AIM - Reproduce every entry below word for word, leaving out the pictures.
────────────────────────────────────────
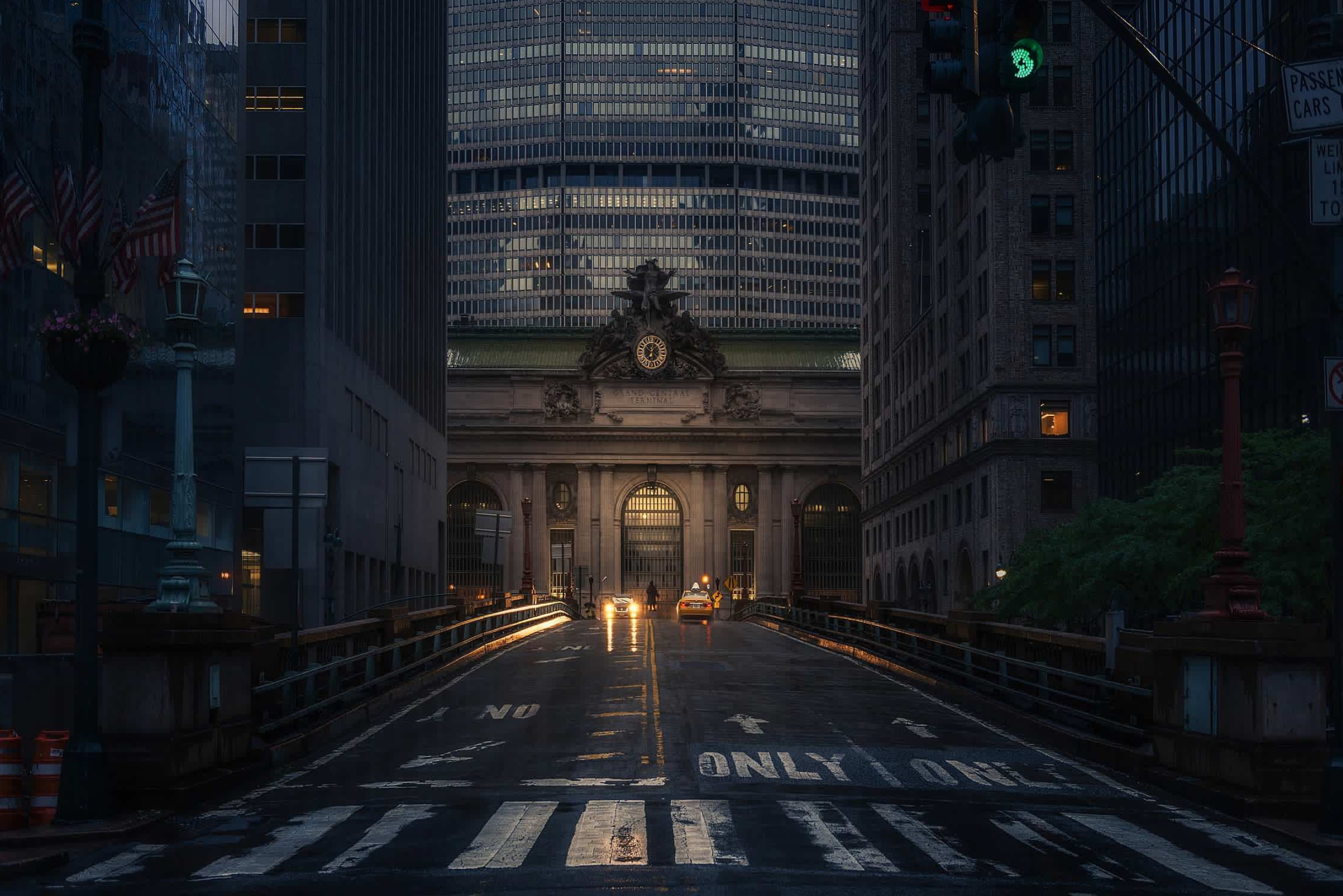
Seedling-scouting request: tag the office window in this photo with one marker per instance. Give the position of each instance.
(1065, 281)
(1040, 280)
(1040, 151)
(1040, 347)
(1040, 215)
(1062, 151)
(291, 98)
(1062, 85)
(1062, 216)
(1056, 491)
(1053, 420)
(261, 305)
(1062, 22)
(1068, 345)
────────────────────────────────────────
TASK RESPONSE -
Seedling-scouting request: tag the office window in this photo with one marker per instance. Give the position of each instance.
(1065, 281)
(1040, 280)
(1040, 151)
(1040, 347)
(1040, 215)
(1062, 151)
(291, 98)
(1062, 85)
(1062, 216)
(1056, 491)
(1053, 420)
(261, 305)
(1062, 22)
(1068, 345)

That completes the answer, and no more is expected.